# Bow stand placement



## Green Guppy (Sep 23, 2009)

Well today went to the lease and scouted the lease for bow stand placement. Well the area I scouted out had 2 scrapes and there were also 2 rubs. The thing is this is my first bow stand and also I just started learning to shoot a bow. The concern I have is that the area that I've decided to place my stand is not open enough or large enough to make it worth while. How large of a area is needed to consider the area a good bow stand placement?


----------



## devil1824 (Sep 4, 2010)

You can't see very far or it's too thick or fence lines are too close? I hunted in Wimberley on 12 acres of very thick woods. Had plenty of shooting opportunities.


----------



## wet dreams (May 21, 2004)

No need to see farther than you intend to shoot, underbrush is what will get you....WW


----------



## NitroNX898 (Apr 7, 2009)

Dude, You have all the knowledge you need at work. Just ask me or Mark and I am sure that we can go help you out  I am even willing to set in you stand for a day or two just to make sure you have plenty of room.


----------



## 10ERBETTER (Feb 24, 2008)

It's all personal preference. I like to see alot of area while on stand. I want to see the deer coming before they are right on top of me. I like to see them coming from at least 100 yards. That way I can be ready once they step into range. When i'm using a tree stand, I look for a tree that will allow me to get 15ft or higher. When I'm using a ground blind, I look for trails leading into the area and set up downwind from them.


----------



## wet dreams (May 21, 2004)

10ERBETTER said:


> It's all personal preference. I like to see alot of area while on stand. I want to see the deer coming before they are right on top of me. I like to see them coming from at least 100 yards. That way I can be ready once they step into range. When i'm using a tree stand, I look for a tree that will allow me to get 15ft or higher. When I'm using a ground blind, I look for trails leading into the area and set up downwind from them.

* _TASKS TO PERFORM_:
1. Print the passage of the bow stand placement thread that opens with the words containing "Well today went" and closes with "of shooting opportunities.".
2. Render this sentence from the bow stand placement thread in Spanish: "When I'm using a ground blind, I look for trails leading into the area and set up downwind from them."
Rely only on the bow stand placement thread.

* _LISTED RECORDS_:
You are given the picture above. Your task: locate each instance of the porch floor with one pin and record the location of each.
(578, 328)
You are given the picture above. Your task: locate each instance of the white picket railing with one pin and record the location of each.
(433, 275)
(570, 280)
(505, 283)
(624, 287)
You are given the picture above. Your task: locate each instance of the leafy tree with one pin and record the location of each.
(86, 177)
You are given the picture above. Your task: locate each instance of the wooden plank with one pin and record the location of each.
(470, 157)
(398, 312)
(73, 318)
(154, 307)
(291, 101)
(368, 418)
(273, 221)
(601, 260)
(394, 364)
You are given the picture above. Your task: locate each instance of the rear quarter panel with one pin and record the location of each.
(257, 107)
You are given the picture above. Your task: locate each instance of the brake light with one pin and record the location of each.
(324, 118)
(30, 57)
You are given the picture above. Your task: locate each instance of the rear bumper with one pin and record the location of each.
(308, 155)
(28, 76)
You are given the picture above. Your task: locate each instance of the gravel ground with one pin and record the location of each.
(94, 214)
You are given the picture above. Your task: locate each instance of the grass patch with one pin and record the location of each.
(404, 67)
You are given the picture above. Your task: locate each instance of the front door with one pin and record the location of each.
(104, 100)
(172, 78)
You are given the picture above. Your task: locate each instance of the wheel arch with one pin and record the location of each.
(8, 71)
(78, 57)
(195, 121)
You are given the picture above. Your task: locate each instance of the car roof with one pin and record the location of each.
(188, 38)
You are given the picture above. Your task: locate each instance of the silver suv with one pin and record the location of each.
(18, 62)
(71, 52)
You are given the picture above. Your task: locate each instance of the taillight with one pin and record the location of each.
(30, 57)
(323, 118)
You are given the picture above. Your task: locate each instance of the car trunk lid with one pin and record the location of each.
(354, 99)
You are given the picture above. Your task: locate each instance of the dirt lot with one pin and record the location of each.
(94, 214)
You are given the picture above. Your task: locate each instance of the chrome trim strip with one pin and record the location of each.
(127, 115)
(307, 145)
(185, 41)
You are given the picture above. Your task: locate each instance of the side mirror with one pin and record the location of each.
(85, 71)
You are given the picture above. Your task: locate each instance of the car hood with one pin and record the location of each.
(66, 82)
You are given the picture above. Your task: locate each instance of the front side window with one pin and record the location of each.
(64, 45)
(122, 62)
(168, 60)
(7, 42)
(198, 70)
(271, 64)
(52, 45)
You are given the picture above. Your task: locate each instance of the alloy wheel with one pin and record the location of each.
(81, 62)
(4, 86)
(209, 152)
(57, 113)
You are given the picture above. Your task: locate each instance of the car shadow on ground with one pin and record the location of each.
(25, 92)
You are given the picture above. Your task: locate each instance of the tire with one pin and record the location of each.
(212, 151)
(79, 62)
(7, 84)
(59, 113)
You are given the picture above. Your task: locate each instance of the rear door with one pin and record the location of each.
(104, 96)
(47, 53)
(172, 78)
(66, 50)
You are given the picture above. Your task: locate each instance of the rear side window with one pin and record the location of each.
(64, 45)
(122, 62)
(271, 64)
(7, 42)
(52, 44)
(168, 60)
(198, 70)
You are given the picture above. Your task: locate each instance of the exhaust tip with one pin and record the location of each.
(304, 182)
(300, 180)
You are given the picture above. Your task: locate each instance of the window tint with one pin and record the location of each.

* _ANSWERS TO THE PROBLEMS_:
1.
Well today went to the lease and scouted the lease for bow stand placement. Well the area I scouted out had 2 scrapes and there were also 2 rubs. The thing is this is my first bow stand and also I just started learning to shoot a bow. The concern I have is that the area that I've decided to place my stand is not open enough or large enough to make it worth while. How large of a area is needed to consider the area a good bow stand placement?


----------



## devil1824 (Sep 4, 2010)

You can't see very far or it's too thick or fence lines are too close? I hunted in Wimberley on 12 acres of very thick woods. Had plenty of shooting opportunities.

2. Cuando uso un escondite a ras de suelo, busco senderos que lleven a la zona y me coloco viento abajo de ellos.